::: FONTE

Uma entrevista publicada na edição desta semana da revista Época consagra o escritor Paulo Coelho como oráculo da cena brasileira. Notório vendedor de livros, Coelho os produz em escala industrial, colecionando quase vinte títulos traduzidos em dezenas de idiomas. É, de longe, o escritor mais bem sucedido do país em vendagem de livros. Vive em Genebra, capital suíça. Na entrevista, ele previu que haverá muitas manifestações em torno das arenas futebolísticas, um cenário nunca cogitado por nenhuma ‘madame Natasha’, especialmente considerando o que ocorreu durante a Copa das Confederações.

“Disse à época que o Brasil ia ganhar a Copa das Confederações e ganhou. Eu previ Brasil e França – o L’Express [jornal francês] cravou na capa e eu acertei. Agora não sei. Certamente o Brasil irá à final com a Alemanha ou a Espanha, duas seleções fortíssimas nesta Copa.” E aí lê-se a frase oracular: “O Brasil tem chances de não ganhar”. Seria preciso ser um mago ou um alquimista para decretar semelhante sentença?

::::::
::: OS DADOS

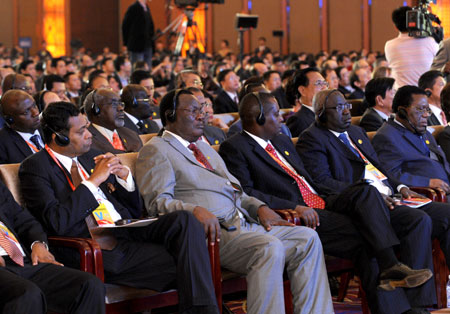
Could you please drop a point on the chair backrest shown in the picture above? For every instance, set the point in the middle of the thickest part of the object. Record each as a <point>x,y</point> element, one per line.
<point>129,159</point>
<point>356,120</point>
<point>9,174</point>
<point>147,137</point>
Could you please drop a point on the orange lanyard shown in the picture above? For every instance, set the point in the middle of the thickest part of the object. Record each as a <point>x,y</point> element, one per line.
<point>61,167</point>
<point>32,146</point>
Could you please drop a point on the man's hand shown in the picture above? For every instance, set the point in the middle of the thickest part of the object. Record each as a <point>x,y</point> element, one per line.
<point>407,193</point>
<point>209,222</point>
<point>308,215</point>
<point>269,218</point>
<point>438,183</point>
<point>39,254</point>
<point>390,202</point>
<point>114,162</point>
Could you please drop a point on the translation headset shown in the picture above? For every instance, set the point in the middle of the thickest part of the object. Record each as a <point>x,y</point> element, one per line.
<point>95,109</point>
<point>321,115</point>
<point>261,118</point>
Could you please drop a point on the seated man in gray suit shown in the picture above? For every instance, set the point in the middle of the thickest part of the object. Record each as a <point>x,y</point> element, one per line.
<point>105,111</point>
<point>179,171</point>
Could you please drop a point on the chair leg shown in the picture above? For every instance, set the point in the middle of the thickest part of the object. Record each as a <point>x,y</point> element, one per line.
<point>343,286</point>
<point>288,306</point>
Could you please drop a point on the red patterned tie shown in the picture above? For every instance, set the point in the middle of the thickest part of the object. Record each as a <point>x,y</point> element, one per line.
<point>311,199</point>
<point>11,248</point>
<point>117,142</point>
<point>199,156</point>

::::::

## TAREFAS:
1. Digite de novo, sem mudar nada, tudo nos registros desde a linha que contém "Could you please drop a point on the orange" até a linha que contém "<point>32,146</point>", incluindo essas duas.
2. Continue o texto sobre Paulo Coelho a partir do ponto em que ele termina.
Os registros não têm nenhuma relação com o texto sobre Paulo Coelho.

## RESPOSTAS FINAIS:
1.
Could you please drop a point on the orange lanyard shown in the picture above? For every instance, set the point in the middle of the thickest part of the object. Record each as a <point>x,y</point> element, one per line.
<point>61,167</point>
<point>32,146</point>

2.
Vejamos algumas frases dos maiores sucessos de venda de Paulo Coelho, O Alquimista e O Diário de um Mago, para obter alguma pista da possibilidade da condição oracular do escritor se traduzir em algo mais que não um sofisma especulativo: “O entusiasmo se manifesta normalmente com todo o seu poder nos primeiros anos de nossas vidas”; “O barco está mais seguro quando está no porto; mas não foi para isto que foram construídos os barcos”, “As pessoas sempre chegam na hora exata nos lugares onde estão sendo esperadas”. Mas, e o trânsito?

Não é tanto o raciocínio sofismático de Coelho que espanta. No texto que abre a entrevista, o jornalista que o ouviu em Genebra mostra que o mago que habita no escritor tem o dom da onipresença. Escreve que Coelho o atendeu enquanto realizava “várias tarefas simultaneamente”, a saber: computador, arco e flecha e orações. Ou muito me engano ou não seria possível orar e acionar o arco para disparar o petardo pontudo. Ou fazê-lo enquanto se comunica com os 28 milhões de seguidores do escritor nas redes sociais.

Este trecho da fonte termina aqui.